-- start TEXT SECTION --

We’re excited to introduce you to the always interesting and insightful Sabrina Rocano. We hope you’ll enjoy our conversation with Sabrina below.
Sabrina, so good to have you with us today. We’ve always been impressed with folks who have a very clear sense of purpose and so maybe we can jump right in and talk about how you found your purpose?
I feel like this has always been the path I’m meant to take, but the road to getting where I am now has been, unconventional at best. In my younger years I always knew I wanted to pursue something creative- from theatre to music, writing, fashion, dancing to art. Whatever I could create, I wanted to express myself and shine a light on our human experience, and bring joy and magic to those who’d see my creations. That was always meant to be my purpose, no matter the medium, or scale of the audience. But somewhere along the way, and many conversations about what a realistic life path should be, I lost that fire.
Not long after giving up on my dreams, I became a teen mom of two. Now the idea of taking a creative career path dwindled even more. I went to college, and started pursuing a career in healthcare and left my creative ambitions behind me. Don’t get me wrong, I was still drawing and playing guitar and my theatrical personality creeped into every interaction, but living in what I knew was my purpose no longer felt like an option, it was just a little girls dream.

-- end TEXT SECTION --
-- start DATA SUPPLIED --

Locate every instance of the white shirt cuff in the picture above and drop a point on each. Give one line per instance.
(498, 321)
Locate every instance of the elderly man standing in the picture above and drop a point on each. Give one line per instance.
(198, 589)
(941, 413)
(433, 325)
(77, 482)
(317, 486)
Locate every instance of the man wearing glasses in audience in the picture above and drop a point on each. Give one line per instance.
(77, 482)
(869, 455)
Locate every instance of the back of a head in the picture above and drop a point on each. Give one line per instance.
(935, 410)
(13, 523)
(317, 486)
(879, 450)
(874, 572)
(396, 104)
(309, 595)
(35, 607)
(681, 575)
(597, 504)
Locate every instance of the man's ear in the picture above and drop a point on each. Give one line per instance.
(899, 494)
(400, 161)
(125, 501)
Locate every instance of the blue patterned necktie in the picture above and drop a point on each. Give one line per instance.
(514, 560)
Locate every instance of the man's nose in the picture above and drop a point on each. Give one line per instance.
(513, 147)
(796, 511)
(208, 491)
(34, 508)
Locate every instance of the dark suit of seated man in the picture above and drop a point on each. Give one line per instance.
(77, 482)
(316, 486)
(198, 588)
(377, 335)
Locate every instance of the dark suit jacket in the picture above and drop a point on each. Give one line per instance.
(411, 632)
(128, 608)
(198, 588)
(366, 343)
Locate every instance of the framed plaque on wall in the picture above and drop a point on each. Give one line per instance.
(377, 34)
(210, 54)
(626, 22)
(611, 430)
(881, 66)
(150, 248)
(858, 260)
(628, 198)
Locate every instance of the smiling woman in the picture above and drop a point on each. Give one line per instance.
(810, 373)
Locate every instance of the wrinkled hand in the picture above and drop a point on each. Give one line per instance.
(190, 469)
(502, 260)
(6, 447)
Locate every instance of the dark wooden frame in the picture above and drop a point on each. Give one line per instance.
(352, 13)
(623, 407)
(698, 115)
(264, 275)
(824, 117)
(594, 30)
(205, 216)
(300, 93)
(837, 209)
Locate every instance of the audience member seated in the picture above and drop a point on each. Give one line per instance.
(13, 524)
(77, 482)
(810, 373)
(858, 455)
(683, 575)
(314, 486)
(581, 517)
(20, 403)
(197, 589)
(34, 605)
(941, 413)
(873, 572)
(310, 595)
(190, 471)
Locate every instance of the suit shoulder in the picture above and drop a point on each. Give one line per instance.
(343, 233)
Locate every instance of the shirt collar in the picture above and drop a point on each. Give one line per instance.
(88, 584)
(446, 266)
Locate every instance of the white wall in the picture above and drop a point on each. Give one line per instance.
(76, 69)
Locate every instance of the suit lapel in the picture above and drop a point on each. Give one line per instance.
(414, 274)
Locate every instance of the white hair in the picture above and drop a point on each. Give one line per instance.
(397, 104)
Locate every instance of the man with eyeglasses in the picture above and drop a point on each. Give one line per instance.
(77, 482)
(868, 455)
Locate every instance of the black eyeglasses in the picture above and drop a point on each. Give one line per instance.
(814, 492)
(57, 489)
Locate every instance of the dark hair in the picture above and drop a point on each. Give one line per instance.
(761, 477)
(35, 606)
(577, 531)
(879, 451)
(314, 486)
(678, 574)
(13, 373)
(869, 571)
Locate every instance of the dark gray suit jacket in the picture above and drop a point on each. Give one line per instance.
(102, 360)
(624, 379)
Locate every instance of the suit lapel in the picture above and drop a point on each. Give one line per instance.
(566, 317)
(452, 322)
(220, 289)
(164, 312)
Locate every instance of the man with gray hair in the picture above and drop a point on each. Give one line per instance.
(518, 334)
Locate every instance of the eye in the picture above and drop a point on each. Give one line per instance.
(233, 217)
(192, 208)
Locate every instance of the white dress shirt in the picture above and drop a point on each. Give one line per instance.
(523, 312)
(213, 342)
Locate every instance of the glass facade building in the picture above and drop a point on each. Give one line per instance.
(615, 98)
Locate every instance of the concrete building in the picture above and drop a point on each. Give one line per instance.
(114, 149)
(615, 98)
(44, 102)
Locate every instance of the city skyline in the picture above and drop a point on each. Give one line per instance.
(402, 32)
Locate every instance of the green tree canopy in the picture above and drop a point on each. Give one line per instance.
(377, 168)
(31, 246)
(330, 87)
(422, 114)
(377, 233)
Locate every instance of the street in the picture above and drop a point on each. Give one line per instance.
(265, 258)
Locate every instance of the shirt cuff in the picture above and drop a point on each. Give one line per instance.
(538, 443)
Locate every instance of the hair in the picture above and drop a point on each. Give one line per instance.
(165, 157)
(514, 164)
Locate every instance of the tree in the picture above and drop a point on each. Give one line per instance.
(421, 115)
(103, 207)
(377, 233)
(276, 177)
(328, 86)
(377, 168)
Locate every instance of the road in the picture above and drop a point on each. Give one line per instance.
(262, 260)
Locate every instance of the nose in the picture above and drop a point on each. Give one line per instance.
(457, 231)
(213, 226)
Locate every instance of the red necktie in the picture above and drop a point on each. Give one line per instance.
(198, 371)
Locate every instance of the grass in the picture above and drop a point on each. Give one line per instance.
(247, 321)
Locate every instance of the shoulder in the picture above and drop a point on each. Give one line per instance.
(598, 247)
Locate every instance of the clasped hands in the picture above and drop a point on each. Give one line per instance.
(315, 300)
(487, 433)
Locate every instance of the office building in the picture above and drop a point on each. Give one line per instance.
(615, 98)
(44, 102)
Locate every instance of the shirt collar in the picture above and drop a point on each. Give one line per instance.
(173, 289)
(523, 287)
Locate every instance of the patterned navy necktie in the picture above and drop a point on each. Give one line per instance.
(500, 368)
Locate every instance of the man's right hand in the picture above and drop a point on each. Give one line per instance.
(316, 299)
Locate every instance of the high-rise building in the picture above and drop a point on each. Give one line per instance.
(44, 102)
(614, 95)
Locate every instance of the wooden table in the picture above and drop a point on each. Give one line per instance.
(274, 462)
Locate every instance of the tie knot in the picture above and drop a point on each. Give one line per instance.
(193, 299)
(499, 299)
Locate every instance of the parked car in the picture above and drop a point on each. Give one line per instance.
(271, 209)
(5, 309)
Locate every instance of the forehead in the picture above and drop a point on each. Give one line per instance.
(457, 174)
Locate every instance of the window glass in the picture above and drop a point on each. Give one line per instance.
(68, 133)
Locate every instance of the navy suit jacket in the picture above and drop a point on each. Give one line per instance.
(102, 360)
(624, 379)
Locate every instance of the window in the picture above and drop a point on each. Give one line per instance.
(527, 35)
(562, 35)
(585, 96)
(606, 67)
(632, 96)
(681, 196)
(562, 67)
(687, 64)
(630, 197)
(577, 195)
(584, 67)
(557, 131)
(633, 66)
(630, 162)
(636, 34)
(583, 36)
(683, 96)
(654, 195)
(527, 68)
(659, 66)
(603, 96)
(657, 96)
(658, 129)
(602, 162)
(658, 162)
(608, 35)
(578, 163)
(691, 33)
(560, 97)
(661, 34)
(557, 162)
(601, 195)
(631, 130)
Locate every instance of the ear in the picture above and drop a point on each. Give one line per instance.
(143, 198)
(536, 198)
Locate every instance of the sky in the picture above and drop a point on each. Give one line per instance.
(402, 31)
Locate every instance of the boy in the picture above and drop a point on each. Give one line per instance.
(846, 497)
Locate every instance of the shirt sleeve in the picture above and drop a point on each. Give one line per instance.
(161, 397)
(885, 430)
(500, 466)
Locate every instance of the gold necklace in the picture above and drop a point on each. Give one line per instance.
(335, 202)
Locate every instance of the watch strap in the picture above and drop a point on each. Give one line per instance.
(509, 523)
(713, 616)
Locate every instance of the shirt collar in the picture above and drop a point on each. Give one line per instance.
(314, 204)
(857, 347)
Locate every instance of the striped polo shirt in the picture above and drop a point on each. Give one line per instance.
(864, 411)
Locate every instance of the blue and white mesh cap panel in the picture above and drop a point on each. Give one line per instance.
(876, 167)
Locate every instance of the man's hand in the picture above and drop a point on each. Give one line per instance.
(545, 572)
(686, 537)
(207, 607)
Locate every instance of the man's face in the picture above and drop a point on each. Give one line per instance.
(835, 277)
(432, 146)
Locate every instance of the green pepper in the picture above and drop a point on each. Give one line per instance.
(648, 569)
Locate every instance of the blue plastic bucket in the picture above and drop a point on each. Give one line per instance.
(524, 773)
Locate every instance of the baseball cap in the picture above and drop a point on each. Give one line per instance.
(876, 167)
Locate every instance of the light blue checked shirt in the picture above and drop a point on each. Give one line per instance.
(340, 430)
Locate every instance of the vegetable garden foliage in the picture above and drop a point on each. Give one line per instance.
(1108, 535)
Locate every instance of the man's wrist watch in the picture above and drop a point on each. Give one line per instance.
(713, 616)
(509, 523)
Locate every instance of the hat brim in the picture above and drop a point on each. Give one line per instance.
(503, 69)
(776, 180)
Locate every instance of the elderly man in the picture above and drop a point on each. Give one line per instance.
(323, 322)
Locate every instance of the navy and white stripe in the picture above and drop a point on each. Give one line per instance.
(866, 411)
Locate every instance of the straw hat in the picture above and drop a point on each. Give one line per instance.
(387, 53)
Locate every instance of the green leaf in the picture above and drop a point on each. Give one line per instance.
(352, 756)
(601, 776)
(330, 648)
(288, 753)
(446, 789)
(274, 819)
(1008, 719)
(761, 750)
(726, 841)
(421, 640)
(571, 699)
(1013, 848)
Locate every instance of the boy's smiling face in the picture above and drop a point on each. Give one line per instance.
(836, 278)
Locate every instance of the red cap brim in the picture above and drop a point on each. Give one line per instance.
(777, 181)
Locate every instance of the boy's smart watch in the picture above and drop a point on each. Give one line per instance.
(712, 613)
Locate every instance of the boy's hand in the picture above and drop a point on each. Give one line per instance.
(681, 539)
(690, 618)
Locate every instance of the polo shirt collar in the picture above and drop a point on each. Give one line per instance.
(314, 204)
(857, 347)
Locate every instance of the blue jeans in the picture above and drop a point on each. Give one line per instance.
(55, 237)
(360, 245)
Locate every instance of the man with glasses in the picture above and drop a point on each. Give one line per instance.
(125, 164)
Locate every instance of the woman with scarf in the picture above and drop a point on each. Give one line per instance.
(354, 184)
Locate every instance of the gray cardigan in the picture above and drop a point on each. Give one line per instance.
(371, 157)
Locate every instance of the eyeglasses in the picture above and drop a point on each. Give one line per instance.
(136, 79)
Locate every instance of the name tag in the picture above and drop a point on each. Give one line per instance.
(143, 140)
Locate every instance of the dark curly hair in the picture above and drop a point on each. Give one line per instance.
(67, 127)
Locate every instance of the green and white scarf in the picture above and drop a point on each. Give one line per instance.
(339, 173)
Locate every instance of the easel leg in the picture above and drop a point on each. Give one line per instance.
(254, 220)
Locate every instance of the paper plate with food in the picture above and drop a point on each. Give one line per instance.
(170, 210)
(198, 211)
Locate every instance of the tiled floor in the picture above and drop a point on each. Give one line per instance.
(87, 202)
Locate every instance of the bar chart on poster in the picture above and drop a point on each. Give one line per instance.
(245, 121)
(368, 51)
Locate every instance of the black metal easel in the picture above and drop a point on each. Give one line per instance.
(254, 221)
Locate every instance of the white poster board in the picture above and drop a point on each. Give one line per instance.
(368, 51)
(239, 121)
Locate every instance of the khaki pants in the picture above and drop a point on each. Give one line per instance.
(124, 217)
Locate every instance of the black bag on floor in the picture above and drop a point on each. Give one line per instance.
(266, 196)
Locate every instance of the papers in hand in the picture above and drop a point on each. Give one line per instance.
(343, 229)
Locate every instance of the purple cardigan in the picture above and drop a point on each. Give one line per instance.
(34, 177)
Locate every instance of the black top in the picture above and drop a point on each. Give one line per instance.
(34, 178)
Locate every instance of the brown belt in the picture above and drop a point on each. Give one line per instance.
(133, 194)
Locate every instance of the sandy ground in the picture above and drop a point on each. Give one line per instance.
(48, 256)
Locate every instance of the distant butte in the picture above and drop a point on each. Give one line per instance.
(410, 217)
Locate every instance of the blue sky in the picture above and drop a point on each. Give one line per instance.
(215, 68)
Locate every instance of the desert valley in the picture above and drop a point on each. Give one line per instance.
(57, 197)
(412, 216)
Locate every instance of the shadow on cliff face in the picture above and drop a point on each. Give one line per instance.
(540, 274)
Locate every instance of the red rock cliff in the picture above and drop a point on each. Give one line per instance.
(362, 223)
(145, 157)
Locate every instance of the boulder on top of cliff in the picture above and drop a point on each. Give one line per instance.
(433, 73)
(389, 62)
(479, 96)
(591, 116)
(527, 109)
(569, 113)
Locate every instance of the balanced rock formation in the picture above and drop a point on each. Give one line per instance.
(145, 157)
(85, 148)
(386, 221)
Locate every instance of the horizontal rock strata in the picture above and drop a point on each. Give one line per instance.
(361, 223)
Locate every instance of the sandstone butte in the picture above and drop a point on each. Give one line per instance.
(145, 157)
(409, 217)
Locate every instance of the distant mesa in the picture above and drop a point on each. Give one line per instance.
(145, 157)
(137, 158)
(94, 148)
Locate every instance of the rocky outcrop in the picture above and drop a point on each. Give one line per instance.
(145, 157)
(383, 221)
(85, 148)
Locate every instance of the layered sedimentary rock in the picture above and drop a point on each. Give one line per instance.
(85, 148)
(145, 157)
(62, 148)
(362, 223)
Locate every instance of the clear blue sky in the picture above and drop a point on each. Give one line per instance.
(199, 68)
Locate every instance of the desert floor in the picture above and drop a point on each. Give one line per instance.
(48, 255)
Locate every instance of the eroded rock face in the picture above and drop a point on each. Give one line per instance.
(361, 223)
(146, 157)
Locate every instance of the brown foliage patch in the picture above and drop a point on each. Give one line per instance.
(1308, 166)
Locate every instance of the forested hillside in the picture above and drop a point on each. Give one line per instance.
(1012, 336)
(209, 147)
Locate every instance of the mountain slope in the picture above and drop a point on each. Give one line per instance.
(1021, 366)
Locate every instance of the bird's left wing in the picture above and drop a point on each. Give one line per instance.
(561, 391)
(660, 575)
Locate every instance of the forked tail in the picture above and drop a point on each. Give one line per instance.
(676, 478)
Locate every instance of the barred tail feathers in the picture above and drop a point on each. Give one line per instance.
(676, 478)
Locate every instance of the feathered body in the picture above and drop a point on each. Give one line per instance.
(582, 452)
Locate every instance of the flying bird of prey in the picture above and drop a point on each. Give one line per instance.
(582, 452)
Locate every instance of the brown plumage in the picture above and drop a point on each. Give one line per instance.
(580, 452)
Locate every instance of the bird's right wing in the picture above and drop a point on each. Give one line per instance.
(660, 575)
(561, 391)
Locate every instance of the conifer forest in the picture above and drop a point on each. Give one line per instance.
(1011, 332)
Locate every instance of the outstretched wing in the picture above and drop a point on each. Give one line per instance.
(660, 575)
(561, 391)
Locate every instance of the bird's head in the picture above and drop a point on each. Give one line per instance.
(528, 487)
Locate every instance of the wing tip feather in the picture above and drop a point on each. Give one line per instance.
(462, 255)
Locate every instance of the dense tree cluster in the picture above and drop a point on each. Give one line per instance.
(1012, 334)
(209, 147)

-- end DATA SUPPLIED --

**WHAT TO WORK ON:**
• A. Translate this sentence from the interview with Sabrina Rocano into Spanish: "Now the idea of taking a creative career path dwindled even more."
• B. How many lines of the records include the string "dark"? Matching is case-sensitive; reply with the number alone.

**PER-TASK OUTPUTS:**
• A. Ahora la idea de tomar un camino profesional creativo se desvaneció aún más.

• B. 6